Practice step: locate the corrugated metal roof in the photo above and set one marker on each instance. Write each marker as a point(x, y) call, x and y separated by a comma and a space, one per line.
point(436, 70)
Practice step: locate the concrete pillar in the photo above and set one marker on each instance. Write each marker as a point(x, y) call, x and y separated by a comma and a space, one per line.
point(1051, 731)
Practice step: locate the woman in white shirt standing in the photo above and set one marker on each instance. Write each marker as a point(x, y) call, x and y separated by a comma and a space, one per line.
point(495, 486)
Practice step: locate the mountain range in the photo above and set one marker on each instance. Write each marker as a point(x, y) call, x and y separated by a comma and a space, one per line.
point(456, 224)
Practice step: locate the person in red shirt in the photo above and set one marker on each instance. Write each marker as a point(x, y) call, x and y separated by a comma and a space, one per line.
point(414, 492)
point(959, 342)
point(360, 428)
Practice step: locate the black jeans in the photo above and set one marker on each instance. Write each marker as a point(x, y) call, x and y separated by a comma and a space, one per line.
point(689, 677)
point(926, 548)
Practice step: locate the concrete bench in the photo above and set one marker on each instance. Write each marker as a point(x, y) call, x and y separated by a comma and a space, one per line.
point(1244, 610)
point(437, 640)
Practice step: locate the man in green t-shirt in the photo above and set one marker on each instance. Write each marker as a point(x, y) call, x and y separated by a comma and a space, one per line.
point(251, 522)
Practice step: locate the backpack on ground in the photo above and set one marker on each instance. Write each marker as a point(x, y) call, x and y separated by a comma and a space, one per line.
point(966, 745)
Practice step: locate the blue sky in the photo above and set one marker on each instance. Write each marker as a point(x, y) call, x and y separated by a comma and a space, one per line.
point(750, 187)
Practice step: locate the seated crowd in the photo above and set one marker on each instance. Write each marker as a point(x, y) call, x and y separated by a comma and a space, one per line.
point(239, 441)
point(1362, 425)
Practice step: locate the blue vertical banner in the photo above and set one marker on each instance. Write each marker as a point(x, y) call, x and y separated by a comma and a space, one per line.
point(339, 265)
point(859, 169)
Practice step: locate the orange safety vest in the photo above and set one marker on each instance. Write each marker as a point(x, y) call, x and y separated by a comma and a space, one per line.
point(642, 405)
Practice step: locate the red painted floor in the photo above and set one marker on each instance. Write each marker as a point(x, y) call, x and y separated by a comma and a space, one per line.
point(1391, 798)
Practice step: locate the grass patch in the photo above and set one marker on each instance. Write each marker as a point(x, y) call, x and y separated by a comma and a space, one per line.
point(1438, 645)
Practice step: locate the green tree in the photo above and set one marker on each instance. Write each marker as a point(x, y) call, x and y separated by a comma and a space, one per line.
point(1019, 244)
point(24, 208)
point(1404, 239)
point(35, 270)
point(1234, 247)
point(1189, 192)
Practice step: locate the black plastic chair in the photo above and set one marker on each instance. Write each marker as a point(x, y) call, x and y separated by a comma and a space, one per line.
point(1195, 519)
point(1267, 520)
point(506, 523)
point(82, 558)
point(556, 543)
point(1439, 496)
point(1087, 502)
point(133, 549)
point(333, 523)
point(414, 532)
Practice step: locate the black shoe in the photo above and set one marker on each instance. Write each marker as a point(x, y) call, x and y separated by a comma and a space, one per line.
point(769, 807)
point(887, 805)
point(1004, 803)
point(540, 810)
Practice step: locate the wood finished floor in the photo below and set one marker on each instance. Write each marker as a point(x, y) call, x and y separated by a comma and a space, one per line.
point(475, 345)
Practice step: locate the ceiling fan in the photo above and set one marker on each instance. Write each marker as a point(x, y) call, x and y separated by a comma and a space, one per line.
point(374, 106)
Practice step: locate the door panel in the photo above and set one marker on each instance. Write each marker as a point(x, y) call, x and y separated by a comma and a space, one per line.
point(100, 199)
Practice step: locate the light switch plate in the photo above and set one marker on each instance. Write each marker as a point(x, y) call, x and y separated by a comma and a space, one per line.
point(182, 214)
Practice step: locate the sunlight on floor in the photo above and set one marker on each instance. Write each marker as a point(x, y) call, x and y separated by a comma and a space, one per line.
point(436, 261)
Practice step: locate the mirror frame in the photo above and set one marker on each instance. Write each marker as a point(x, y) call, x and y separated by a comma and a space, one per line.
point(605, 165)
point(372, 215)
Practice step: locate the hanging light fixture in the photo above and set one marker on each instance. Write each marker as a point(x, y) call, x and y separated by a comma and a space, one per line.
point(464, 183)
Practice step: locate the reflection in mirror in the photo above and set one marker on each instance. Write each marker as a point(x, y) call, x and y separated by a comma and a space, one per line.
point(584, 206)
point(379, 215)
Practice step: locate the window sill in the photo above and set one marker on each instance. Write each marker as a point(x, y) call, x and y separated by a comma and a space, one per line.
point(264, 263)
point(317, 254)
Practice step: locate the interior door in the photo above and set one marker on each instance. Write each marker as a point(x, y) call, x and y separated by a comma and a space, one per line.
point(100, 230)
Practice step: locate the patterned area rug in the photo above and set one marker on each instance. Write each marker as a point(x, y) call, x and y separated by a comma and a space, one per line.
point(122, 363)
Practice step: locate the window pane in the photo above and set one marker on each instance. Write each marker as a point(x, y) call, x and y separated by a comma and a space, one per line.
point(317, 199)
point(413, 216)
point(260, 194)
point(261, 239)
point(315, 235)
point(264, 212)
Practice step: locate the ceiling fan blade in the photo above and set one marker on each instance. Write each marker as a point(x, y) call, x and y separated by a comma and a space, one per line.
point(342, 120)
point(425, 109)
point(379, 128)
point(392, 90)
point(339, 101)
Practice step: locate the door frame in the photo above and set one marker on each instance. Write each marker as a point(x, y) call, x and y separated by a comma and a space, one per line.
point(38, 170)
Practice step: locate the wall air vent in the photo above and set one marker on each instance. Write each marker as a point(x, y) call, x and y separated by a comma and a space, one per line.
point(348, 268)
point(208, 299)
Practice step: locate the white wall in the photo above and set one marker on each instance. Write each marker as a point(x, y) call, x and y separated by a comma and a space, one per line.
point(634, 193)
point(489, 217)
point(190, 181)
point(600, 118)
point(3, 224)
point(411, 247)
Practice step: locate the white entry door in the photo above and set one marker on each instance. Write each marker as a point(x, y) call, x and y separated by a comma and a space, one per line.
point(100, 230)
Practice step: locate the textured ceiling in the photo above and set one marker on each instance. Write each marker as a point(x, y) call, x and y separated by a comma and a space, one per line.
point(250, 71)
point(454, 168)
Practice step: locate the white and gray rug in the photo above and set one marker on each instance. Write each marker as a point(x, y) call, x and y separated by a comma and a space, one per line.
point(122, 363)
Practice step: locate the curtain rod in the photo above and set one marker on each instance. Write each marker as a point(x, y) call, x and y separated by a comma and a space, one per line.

● Directions: Nothing is to be altered; retype each entry exactly.

● Answer for this exercise:
Practice step: locate the corrugated metal roof in the photo above and set one marker on each instance. Write each marker as a point(x, y) call, x and y separated by a comma and a space, one per line.
point(436, 70)
Practice step: locate the concrete pillar in the photo above and set one marker on each instance. Write each marker as a point(x, y) call, x and y separated by a comma and a space, one per line.
point(1051, 731)
Practice step: locate the woman in white shirt standing in the photo above and set one marker on each instance. Write each marker as a point(x, y) call, x and y separated by a comma and a space, one per line.
point(495, 486)
Practice step: locate the mountain range in the photo above and set one marker on each instance. Write each marker as a point(x, y) call, x and y separated by a comma and a space, one per line.
point(456, 224)
Practice step: locate the person in red shirt in the photo above and set one marker on each instance. Write each marker as a point(x, y) call, x and y separated by a comma and a space, one per line.
point(414, 492)
point(959, 342)
point(360, 428)
Practice step: locate the black jeans in the photo above and set one marker on each instance. Write each marker as a point(x, y) call, x and y separated by a comma and a space, one per line.
point(689, 677)
point(926, 548)
Practice step: locate the concrete bench in the photo above and set one marker on each instance. Write each marker as a point(x, y) call, x and y separated by a comma and a space, one per line.
point(1244, 610)
point(437, 640)
Practice step: locate the man in green t-shirt in the photo above and set one marker on each instance. Write each marker as a point(x, y) call, x and y separated by a comma and a space, one per line.
point(251, 522)
Practice step: locate the backpack on ground in the photo above and set one marker on each instance. Write each marker as a point(x, y) call, x and y separated by a comma and a space, one per line.
point(966, 745)
Practice step: locate the blue sky in the photo above and set one marker on each instance. Write each marker as a point(x, y) call, x and y separated by a comma and a space, one per line.
point(750, 187)
Practice step: locate the seated crowd in the photo above and set one marker on each instance. Write each marker as a point(x, y) call, x and y separated by a comma and a space, one per line.
point(239, 441)
point(1362, 425)
Practice step: locate the blue vertical banner in the photo above and set one marker on each instance. Write each marker as a point(x, y) call, x and y separated by a comma and a space, one per line.
point(339, 265)
point(859, 169)
Practice step: locate the orange safety vest in the photo above and set one marker on each instance. Write each marker as a point(x, y) call, x and y separated by a comma and a space, one per line.
point(642, 405)
Practice step: locate the red painted floor in the photo above and set one marker on each instance. Write each marker as a point(x, y) call, x and y separated by a comma and a space, one per line.
point(1391, 798)
Practice step: locate the grass patch in the photo above and set one marker on each instance. Write each marker as a point(x, y) call, x and y separated by a comma and a space, one per line.
point(1438, 645)
Practice step: locate the green tree in the photo above and set one marker on each instance. Write each marker as a point(x, y) call, x and y separated by a comma and a space, one per line.
point(1019, 244)
point(24, 208)
point(1404, 239)
point(35, 270)
point(1234, 247)
point(1189, 192)
Practice step: locate the black plastic chair in the photo above and set one marker on each instance. Write each marker as a point(x, y) call, x and y separated by a comma and a space, one per line.
point(1195, 519)
point(1267, 520)
point(506, 523)
point(82, 558)
point(556, 543)
point(1439, 496)
point(1087, 502)
point(133, 549)
point(333, 523)
point(414, 532)
Practice step: locate the black shoe in the photo above and set one marker on each instance. Write each marker as a point(x, y) call, x and y separated by a comma and a space, one per line.
point(769, 807)
point(887, 805)
point(1004, 803)
point(540, 810)
Practice step: locate the wood finished floor in the photo below and set one marker on each instance. Write each marker as a point(x, y) call, x and y separated by a comma and a space, one per line.
point(475, 345)
Practice step: locate the ceiling fan in the photo above and set one marker on each instance. Write each marker as a point(x, y) call, x and y separated by a comma and a space, one per line.
point(374, 106)
Practice step: locate the door panel in the photo above and set one marker on each instance. Write each marker as a point(x, y) call, x and y separated by a comma and a space, one per line.
point(100, 199)
Practice step: locate the light switch plate in the photo above and set one marker on each instance. Write each marker as a point(x, y) call, x and y separated by a comma and a space, one per line.
point(182, 214)
Practice step: locate the sunlight on floor in the photo above and set one marker on each instance. Write each marker as a point(x, y) call, x and y separated by a comma and a space, one per line.
point(436, 261)
Practice step: locate the mirror frame in the photo above and set one marker on each instance. Write each marker as a point(x, y) call, x and y separated by a comma and a space, one per line.
point(605, 165)
point(372, 215)
Practice step: locate the hanging light fixture in the photo above and set one marker on each instance. Write each marker as a point(x, y) call, x and y separated by a comma and a space, one per line.
point(464, 183)
Practice step: locate the reflection in mirror in the photo above and set one marker on each instance. Write each marker as a point(x, y) call, x and y separated by a comma and a space, one per line.
point(584, 206)
point(379, 215)
Practice step: locate the window sill in the photo above and set one marker on each instance. Write each marker as a point(x, y) call, x and y separated by a comma and a space, one per line.
point(264, 263)
point(317, 254)
Practice step: locate the interior door in the photo above and set one marker on each instance. Write each marker as a point(x, y) call, x and y separated by a comma and a space, one per line.
point(100, 230)
Practice step: locate the patterned area rug in the photo above and set one marker on each instance. Write each marker as a point(x, y) call, x and y separated by a comma and a space, one per line.
point(122, 363)
Practice step: locate the window pane in the photo above and set one marker on each instance. Write each marker as a point(x, y) call, x and y separated by a comma and a space, one per line.
point(317, 199)
point(413, 216)
point(260, 194)
point(261, 239)
point(315, 235)
point(264, 212)
Practice step: locate the ceiling fan blade in the photo above and set one marker on each instance. Write each marker as a point(x, y) call, x and y separated by a comma and a space, one per line.
point(342, 120)
point(425, 109)
point(379, 128)
point(392, 90)
point(339, 101)
Practice step: locate the door frame in the photo above and set one marker on each instance. Write each marker as a point(x, y) call, x and y separated by a comma and a space, one per line.
point(38, 170)
Practice step: locate the wall air vent in the photo above and set one marker on each instance. Write each marker as a point(x, y) call, x and y separated by a comma and a space, one per line.
point(348, 268)
point(208, 299)
Practice step: locate the white wall in the photo above and set one marker on each instance. Write each marker as a point(x, y) call, x and y separated by a comma and a space, one per line.
point(634, 193)
point(489, 217)
point(190, 181)
point(600, 118)
point(3, 224)
point(411, 247)
Practice step: locate the white entry door in the photo above and set one marker on each instance. Write each marker as a point(x, y) call, x and y separated by a comma and a space, one per line.
point(100, 230)
Practice step: locate the textured ceiling in the photo above and set one marker on each instance. Write each marker as a point(x, y) call, x and y separated by a comma and a space, one per line.
point(250, 71)
point(454, 168)
Practice step: locate the white and gray rug in the photo above and set one marker on each instance. Write each marker as a point(x, y) call, x and y separated by a comma and a space, one per line.
point(122, 363)
Practice step: locate the curtain rod in the photo above and set one marker on each instance. Write each marker as a point(x, y) call, x and y separated by a comma and a space, one per line.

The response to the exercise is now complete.